## AVAILABLE DATA
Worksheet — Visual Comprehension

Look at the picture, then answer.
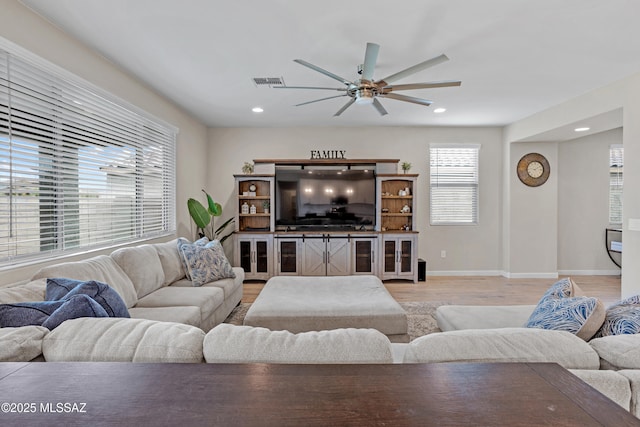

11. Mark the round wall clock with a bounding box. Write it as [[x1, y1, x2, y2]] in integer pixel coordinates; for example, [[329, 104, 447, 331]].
[[517, 153, 551, 187]]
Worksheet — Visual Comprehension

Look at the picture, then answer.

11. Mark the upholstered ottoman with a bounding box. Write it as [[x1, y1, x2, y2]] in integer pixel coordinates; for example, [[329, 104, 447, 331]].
[[244, 276, 409, 342]]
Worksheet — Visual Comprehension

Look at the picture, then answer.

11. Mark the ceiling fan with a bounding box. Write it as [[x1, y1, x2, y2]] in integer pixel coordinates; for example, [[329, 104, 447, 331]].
[[273, 43, 462, 117]]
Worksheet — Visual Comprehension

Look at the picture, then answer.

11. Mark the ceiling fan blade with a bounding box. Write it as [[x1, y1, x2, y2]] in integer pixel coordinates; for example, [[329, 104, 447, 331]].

## WRITTEN REQUEST
Give back each line from the items above in which the string "with" appears.

## WORKED ANSWER
11. Mark the round wall clock with a bounding box. Write it as [[x1, y1, x2, y2]] in integer pixel coordinates; for example, [[329, 104, 447, 331]].
11. Mark the upholstered ottoman with a bounding box. Write it as [[x1, y1, x2, y2]] in integer pixel coordinates; for example, [[329, 104, 447, 331]].
11. Mark the ceiling fan with a bounding box. Write it as [[x1, y1, x2, y2]] in integer pixel coordinates; for example, [[329, 104, 447, 331]].
11. Mark the ceiling fan blade with a bounding box. Write it as [[x1, y1, x2, y2]] in integer pixel coordinates; for example, [[329, 104, 447, 331]].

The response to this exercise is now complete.